Task data |
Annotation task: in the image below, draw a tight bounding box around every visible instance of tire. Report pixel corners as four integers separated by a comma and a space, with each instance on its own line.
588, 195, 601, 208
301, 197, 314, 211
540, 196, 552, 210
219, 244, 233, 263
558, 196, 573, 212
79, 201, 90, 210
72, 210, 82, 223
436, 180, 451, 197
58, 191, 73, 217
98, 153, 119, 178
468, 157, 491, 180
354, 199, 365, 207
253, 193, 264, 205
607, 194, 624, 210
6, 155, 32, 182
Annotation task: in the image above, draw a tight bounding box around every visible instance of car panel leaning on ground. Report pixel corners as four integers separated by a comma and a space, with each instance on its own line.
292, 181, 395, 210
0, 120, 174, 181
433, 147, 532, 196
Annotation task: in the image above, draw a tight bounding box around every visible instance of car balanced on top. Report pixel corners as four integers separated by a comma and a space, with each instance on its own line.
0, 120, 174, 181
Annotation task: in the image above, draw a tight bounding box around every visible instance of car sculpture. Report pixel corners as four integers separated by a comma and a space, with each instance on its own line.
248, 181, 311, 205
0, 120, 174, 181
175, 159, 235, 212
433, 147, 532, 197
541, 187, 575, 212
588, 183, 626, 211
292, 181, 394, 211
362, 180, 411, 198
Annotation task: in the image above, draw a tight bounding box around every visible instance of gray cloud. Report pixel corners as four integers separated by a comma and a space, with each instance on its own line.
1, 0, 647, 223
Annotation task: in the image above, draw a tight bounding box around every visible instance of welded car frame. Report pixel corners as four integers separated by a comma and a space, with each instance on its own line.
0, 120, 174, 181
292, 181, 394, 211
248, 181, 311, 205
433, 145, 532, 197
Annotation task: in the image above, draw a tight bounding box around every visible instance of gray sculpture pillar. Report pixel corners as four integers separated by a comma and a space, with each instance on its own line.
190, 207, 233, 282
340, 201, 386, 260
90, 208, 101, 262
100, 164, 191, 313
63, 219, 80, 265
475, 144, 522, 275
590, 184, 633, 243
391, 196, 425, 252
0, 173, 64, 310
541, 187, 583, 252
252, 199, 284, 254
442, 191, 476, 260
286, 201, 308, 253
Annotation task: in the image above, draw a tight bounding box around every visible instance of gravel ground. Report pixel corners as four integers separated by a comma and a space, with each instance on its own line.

Assigned task | Write the data above out again in full, with every word as given.

Reply to the exercise |
Annotation task: in the image below, draw a tight bounding box around every visible instance of tire. Report pixel corners as four integers separated by a comma and a space, with each instance on its own line.
588, 195, 601, 208
301, 197, 314, 211
540, 196, 552, 210
219, 244, 233, 263
558, 196, 573, 212
79, 201, 90, 210
72, 210, 82, 223
436, 180, 451, 197
58, 191, 73, 217
98, 153, 119, 178
468, 157, 491, 180
354, 199, 365, 207
253, 193, 264, 205
607, 194, 624, 210
6, 155, 32, 182
Annotation task: in the image above, draw a tight bounding box around every visible instance of car panel leaning on ground. Report pixel corners as four integers separated by a comma and a space, with each instance on its own line.
292, 181, 395, 210
0, 120, 174, 181
433, 147, 532, 196
Annotation task: in the image above, draw a tight bounding box around every visible instance of car balanced on top. Report pixel corners as four integers separated by a comma and a space, with each instance on its own line.
0, 120, 174, 181
Annotation task: in the image above, draw a tight bounding box around every visible instance of car sculpture. Report pixel corners as four integers separated by a comma and a space, with each instance on its own line.
248, 181, 311, 205
0, 120, 174, 181
175, 159, 235, 212
433, 147, 532, 197
541, 187, 575, 212
588, 183, 626, 211
292, 181, 394, 211
362, 180, 411, 198
Annotation task: in the image above, draw a tight bounding box around every visible instance of gray cloud. Report pixel corners as four integers separated by a comma and a space, with each instance on its own line.
1, 0, 647, 223
Annotation task: in the image above, draw a tight bounding box around every visible instance of welded car frame. Report pixel corners as four integers separated by a comma and a space, with each instance on its own line.
0, 120, 174, 181
292, 181, 394, 211
248, 181, 311, 205
433, 145, 532, 197
Annotation task: in the image above, draw a tight bounding box around every visible instance of gray sculpture pillar. Report pixel corners as four integers separated by a comma and a space, with each instance on its own line.
190, 207, 233, 282
340, 201, 386, 260
90, 208, 101, 262
100, 164, 191, 313
63, 219, 80, 265
475, 144, 522, 275
590, 184, 633, 243
391, 196, 425, 252
0, 173, 64, 310
541, 187, 583, 252
252, 199, 284, 254
442, 191, 476, 260
286, 201, 308, 253
Annotation task: in the image above, draw a tight bounding box around every visible instance of gravel ground. Report pixel corners as four integers separated by a comma and a space, with each instance on its own line.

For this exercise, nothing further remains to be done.